_YOUR INSTRUCTIONS:_ Rewrite the items from the start through the line containing "[122,144,132,156]", both ends included. Add 29 to every box coordinate, keep all other text the same, and leave the pictures out.

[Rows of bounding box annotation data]
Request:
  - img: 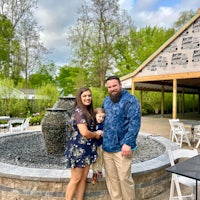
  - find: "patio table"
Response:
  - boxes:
[166,155,200,200]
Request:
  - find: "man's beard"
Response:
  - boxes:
[109,91,122,103]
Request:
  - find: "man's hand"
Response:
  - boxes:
[122,144,132,156]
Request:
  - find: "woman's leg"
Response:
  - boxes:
[65,167,85,200]
[76,165,90,200]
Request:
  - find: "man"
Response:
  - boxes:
[102,76,141,200]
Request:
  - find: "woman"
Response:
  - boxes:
[65,87,101,200]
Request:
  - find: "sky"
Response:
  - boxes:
[35,0,200,66]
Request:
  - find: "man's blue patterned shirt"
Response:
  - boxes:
[102,89,141,152]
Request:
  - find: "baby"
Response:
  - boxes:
[91,108,105,185]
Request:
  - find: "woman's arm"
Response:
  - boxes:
[77,124,101,139]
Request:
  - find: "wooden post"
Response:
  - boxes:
[172,79,177,119]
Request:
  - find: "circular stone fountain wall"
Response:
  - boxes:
[0,132,178,200]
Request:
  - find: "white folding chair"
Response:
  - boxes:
[9,119,24,133]
[169,119,179,139]
[172,122,191,147]
[194,125,200,148]
[168,149,198,200]
[22,117,31,131]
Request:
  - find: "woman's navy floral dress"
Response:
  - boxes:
[65,107,97,168]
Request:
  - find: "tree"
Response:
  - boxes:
[68,0,133,87]
[29,63,57,88]
[173,10,196,30]
[56,66,88,96]
[17,12,47,88]
[0,0,47,87]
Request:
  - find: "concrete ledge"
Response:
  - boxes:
[0,133,179,200]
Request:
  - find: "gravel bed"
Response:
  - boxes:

_RESULT FOR THIS TASK:_
Request:
  - img: 
  - find: "patio table"
Response:
  - boxes:
[195,184,229,229]
Request:
  - find: "man's beard"
Response:
  - boxes:
[138,120,151,132]
Request:
  - find: "man's hand"
Response:
  - boxes:
[151,173,161,185]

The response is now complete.